:: Data records ::

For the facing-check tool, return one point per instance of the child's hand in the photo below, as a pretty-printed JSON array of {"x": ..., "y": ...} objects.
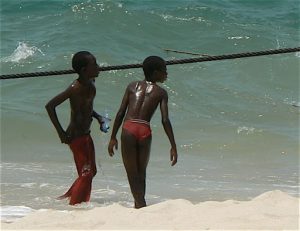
[
  {"x": 173, "y": 156},
  {"x": 64, "y": 138},
  {"x": 112, "y": 143},
  {"x": 104, "y": 124}
]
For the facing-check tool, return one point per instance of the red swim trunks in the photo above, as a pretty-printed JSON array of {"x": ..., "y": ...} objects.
[
  {"x": 139, "y": 128},
  {"x": 84, "y": 157}
]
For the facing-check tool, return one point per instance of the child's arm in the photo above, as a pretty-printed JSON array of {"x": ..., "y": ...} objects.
[
  {"x": 168, "y": 127},
  {"x": 50, "y": 107},
  {"x": 103, "y": 121},
  {"x": 118, "y": 121}
]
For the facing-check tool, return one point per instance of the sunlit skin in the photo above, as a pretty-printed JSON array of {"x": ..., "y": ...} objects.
[
  {"x": 140, "y": 101},
  {"x": 81, "y": 94}
]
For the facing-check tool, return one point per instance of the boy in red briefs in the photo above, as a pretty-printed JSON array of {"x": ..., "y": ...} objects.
[
  {"x": 139, "y": 103},
  {"x": 81, "y": 95}
]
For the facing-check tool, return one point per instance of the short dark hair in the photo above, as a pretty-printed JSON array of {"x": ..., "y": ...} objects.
[
  {"x": 151, "y": 64},
  {"x": 79, "y": 60}
]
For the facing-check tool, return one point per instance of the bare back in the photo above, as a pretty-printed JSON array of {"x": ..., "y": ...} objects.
[
  {"x": 81, "y": 102},
  {"x": 143, "y": 99}
]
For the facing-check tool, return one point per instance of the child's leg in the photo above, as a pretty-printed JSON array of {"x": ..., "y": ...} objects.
[{"x": 135, "y": 164}]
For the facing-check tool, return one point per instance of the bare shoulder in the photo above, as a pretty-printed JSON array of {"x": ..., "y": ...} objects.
[
  {"x": 132, "y": 86},
  {"x": 162, "y": 91}
]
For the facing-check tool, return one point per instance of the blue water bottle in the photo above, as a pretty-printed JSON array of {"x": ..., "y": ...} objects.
[{"x": 105, "y": 123}]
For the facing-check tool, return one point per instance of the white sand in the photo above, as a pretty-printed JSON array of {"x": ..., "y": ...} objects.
[{"x": 273, "y": 210}]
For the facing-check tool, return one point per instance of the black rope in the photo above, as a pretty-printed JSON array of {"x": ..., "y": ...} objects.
[{"x": 170, "y": 62}]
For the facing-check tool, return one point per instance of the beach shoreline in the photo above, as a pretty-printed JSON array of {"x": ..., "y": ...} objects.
[{"x": 273, "y": 210}]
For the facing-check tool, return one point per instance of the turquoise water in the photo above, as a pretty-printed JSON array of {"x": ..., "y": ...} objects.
[{"x": 236, "y": 122}]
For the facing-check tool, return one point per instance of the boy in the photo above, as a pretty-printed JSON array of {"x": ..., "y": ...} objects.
[
  {"x": 139, "y": 103},
  {"x": 81, "y": 94}
]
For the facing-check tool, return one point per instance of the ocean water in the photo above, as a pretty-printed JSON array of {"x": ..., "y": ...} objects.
[{"x": 236, "y": 122}]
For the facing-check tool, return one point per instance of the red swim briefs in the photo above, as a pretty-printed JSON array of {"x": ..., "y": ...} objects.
[{"x": 139, "y": 128}]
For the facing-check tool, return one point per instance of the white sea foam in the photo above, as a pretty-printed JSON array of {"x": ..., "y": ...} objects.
[
  {"x": 22, "y": 52},
  {"x": 10, "y": 213}
]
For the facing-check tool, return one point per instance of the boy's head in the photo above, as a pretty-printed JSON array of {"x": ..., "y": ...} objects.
[
  {"x": 85, "y": 61},
  {"x": 152, "y": 66}
]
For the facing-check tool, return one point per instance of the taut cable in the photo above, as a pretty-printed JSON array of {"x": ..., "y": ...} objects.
[{"x": 169, "y": 62}]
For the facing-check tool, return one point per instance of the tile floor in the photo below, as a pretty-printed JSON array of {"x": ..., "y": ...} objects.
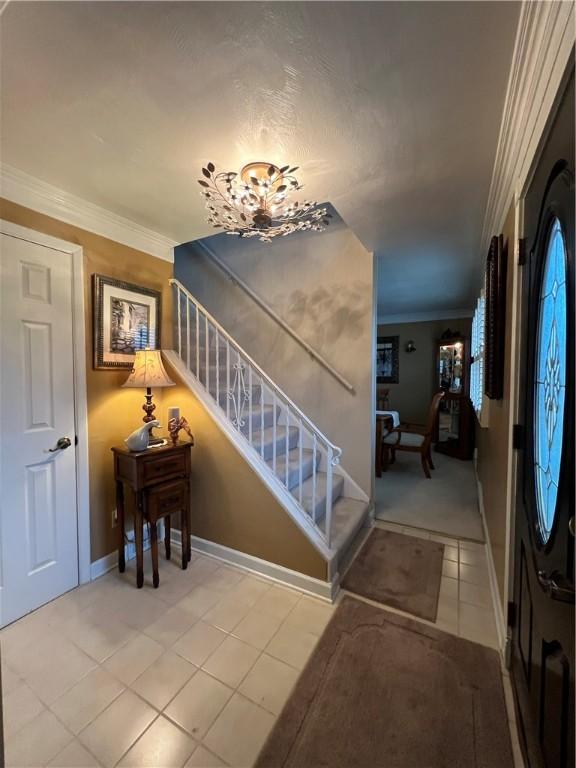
[{"x": 192, "y": 674}]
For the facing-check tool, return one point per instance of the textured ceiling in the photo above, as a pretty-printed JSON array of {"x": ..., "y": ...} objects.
[{"x": 392, "y": 110}]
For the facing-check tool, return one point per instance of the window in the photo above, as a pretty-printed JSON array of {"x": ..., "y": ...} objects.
[
  {"x": 477, "y": 352},
  {"x": 550, "y": 380}
]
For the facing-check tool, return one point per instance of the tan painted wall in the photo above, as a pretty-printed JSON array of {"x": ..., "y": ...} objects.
[
  {"x": 321, "y": 285},
  {"x": 417, "y": 381},
  {"x": 493, "y": 441},
  {"x": 230, "y": 505},
  {"x": 112, "y": 412}
]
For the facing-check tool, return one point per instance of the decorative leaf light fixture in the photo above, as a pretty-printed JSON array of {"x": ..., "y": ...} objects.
[{"x": 257, "y": 202}]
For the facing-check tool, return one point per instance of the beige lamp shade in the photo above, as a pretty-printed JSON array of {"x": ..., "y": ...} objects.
[{"x": 148, "y": 370}]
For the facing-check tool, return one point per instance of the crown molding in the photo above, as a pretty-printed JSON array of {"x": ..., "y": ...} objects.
[
  {"x": 422, "y": 317},
  {"x": 26, "y": 190},
  {"x": 542, "y": 53}
]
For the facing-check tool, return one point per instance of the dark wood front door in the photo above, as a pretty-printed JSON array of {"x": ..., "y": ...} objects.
[{"x": 543, "y": 629}]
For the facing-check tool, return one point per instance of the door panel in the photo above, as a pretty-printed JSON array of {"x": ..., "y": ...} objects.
[
  {"x": 543, "y": 635},
  {"x": 38, "y": 519}
]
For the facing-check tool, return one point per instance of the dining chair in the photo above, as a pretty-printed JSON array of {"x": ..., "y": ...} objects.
[{"x": 414, "y": 438}]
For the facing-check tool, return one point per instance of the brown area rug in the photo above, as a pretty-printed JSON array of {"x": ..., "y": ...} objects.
[
  {"x": 384, "y": 690},
  {"x": 398, "y": 570}
]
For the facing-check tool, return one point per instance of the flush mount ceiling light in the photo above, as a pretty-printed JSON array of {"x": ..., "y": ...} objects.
[{"x": 257, "y": 202}]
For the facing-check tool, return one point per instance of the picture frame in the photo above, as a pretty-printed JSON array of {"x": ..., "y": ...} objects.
[
  {"x": 387, "y": 362},
  {"x": 495, "y": 318},
  {"x": 126, "y": 319}
]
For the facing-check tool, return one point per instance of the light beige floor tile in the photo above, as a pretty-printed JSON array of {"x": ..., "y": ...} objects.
[
  {"x": 310, "y": 615},
  {"x": 117, "y": 728},
  {"x": 250, "y": 589},
  {"x": 277, "y": 601},
  {"x": 133, "y": 658},
  {"x": 448, "y": 588},
  {"x": 474, "y": 574},
  {"x": 172, "y": 625},
  {"x": 19, "y": 708},
  {"x": 98, "y": 632},
  {"x": 269, "y": 683},
  {"x": 240, "y": 731},
  {"x": 477, "y": 624},
  {"x": 202, "y": 758},
  {"x": 450, "y": 569},
  {"x": 475, "y": 595},
  {"x": 231, "y": 661},
  {"x": 87, "y": 699},
  {"x": 198, "y": 704},
  {"x": 224, "y": 578},
  {"x": 37, "y": 742},
  {"x": 162, "y": 681},
  {"x": 292, "y": 645},
  {"x": 74, "y": 756},
  {"x": 257, "y": 628},
  {"x": 447, "y": 617},
  {"x": 163, "y": 745},
  {"x": 199, "y": 600},
  {"x": 227, "y": 613},
  {"x": 199, "y": 642}
]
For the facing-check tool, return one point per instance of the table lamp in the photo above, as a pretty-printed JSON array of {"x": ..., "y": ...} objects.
[{"x": 148, "y": 371}]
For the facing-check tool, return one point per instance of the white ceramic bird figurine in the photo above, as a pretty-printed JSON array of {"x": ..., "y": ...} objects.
[{"x": 138, "y": 440}]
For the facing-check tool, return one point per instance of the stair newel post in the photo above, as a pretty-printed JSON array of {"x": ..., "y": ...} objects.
[
  {"x": 188, "y": 332},
  {"x": 274, "y": 434},
  {"x": 197, "y": 343},
  {"x": 207, "y": 351},
  {"x": 249, "y": 404},
  {"x": 286, "y": 463},
  {"x": 179, "y": 323},
  {"x": 228, "y": 393},
  {"x": 300, "y": 467},
  {"x": 329, "y": 471},
  {"x": 314, "y": 450}
]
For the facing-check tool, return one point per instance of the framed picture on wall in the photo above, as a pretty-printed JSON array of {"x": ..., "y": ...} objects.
[
  {"x": 126, "y": 319},
  {"x": 387, "y": 360}
]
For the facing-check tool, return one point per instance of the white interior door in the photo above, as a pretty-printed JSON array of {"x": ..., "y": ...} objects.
[{"x": 38, "y": 508}]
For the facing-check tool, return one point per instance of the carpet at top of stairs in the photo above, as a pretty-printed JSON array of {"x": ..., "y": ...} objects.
[
  {"x": 398, "y": 570},
  {"x": 381, "y": 690}
]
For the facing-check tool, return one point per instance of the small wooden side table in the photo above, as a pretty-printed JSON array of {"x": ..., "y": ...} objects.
[{"x": 160, "y": 481}]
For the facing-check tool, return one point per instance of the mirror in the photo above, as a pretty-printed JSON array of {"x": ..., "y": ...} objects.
[{"x": 450, "y": 367}]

:::

◆ What to produce: Go back to the data above and please quote exactly, and only, the lines from the line with "of the carpet" through its last line.

◆ Response to this task:
For the facing-check tool, return one point per instance of the carpet at top of stairs in the photo above, as a pretty-printed JSON array of {"x": ..., "y": ...} objects.
[
  {"x": 398, "y": 570},
  {"x": 381, "y": 690}
]
For the facing-check tool, return one point per instance of the small wooden side table in the photo above, as a pretty-printed JSON array of {"x": ..., "y": ...} objects.
[{"x": 160, "y": 481}]
For the facing-check tool, return one point per instance of the mirror in the photo above, as a pretty-printed JSON array of {"x": ..., "y": ...} objects.
[{"x": 450, "y": 367}]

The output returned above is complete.